▸ **QUOTED TEXT**
▬▬▬▬▬▬
To assess the astronomical forcing of Oligo-Miocene climate, we calculated the obliquity variance (VObl) and eccentricity variance (VEcc) (Methods) for selected δ18Ob records and our δ18Ob record from the North Atlantic (SI Data Quality Control). Both VObl and VEcc show pronounced changes over the Oligo-Miocene study interval (Fig. 3). We highlight two main observations on the temporal and spatial variability in VEcc. First, VEcc almost always exceeds VObl in all records (Fig. S2b). The same result is also clearly seen in the Middle-to-Late Pleistocene of the δ18Ob record LR0439 (Fig. S3d, e) when ~100-kyr pacing dominated glacial-interglacial cycles40. Second, throughout our Oligo-Miocene study interval, we find that VEcc is remarkably similar among all records and strongly resembles the long-term (~2.4-million years [Myr]) modulation of the La2004 eccentricity solution (Fig. 3b)41. The analysed time interval spans most of ~2.4-Myr Eccentricity Cycle 12 through to the first half of Eccentricity Cycle 9 (Fig. 3c). The highest consistently recorded VEcc values of ~0.010−0.014 ‰2, indicative of high-amplitude ~110-kyr eccentricity cycles in δ18Ob, occur during ~2.4-Myr Eccentricity Cycles 12 and 10 in the La2004 astronomical series41. During ~2.4-Myr Eccentricity Cycle 11, concurrent with the LOW interval, the response of δ18Ob to eccentricity is modest with VEcc values ranging between ~0.004 and 0.008 ‰2 (Fig. 3b). The higher VEcc values during ~2.4-Myr Eccentricity Cycles 12 and 10 (Fig. 3b) are associated with generally higher absolute δ18Ob values (colder/more ice) during the MOGI, OMT and EMI (Fig. 3a). Thus, our analysis reveals a relationship wherein cooler more deeply glaciated Oligo-Miocene climate states are coupled with a stronger imprint of Earth’s eccentricity than warmer less glaciated climate states. This result is consistent with the one established more recently in the Pleistocene39 when ice sheets in the Northern Hemisphere dominated glacial-interglacial climate variability (Fig. S3).
▬▬▬▬▬▬
▸ **DATA**
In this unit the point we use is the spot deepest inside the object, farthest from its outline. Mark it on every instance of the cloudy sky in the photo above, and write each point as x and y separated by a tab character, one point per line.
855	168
▬▬▬▬▬▬
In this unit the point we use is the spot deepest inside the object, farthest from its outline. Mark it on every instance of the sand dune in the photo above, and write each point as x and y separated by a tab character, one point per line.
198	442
▬▬▬▬▬▬
▸ **PROBLEMS**
1. List every abbreviated name of a climate interval that the passage on Oligo-Miocene climate mentions.
2. In the passage on Oligo-Miocene climate, what range of VEcc values is given for ~2.4-Myr Eccentricity Cycle 11?
3. Carry on the passage on Oligo-Miocene climate above from the point where it stops.

▸ **EXPECTED OUTPUTS**
1. MOGI, OMT, EMI, LOW

2. VEcc values range between ~0.004 and 0.008 ‰2 during ~2.4-Myr Eccentricity Cycle 11.

3.
Fig. 3: A globally coherent response to eccentricity and inconsistent response to obliquity in the Oligo-Miocene δ18Ob record.
figure 3

a δ18Ob of ODP/IODP sites U1406 (bright red; presented here), 926 (dark red)29, 1090 (purple)30, 1218 (blue)21, and 1264 (yellow)19 during EMI (Early Miocene Interval), OMT (Oligocene-Miocene Transition), LOW (Late Oligocene Warming), and MOGI (Mid-Oligocene Glacial Interval). Blue shading indicates colder intervals (roughly equivalent to the MOGI/LOW transition and OMT interval) with high-amplitude variability in δ18Ob on frequencies corresponding to eccentricity. b eccentricity variance (VEcc) of the δ18Ob records shown in a), the composite δ18Ob record20,47 and the La2004 eccentricity solution41 shown in (c) with long-term eccentricity modulations of ~405 kyr and ~2.4 Myr offset for clarity. Grey line denotes maximum VEcc values in the 5.0−1.2 Ma interval of the LR04 δ18Ob stack39 (see Fig. S3). d obliquity variance (VObl) of the δ18Ob records shown in a), the composite δ18Ob record20,47, and La2004 obliquity solution (La2004, dashed)41 shown in (e) with amplitude modulation. Grey line denotes maximum VObl values in the 5.0−3.1 Ma interval of the LR04 δ18Ob stack39 (see Fig. S3). Note that the y-axes of VObl and VEcc are scaled differently to allow site-to-site comparisons (see Fig. S2b for plot with identical y-axes). Site locations shown in Fig. S1.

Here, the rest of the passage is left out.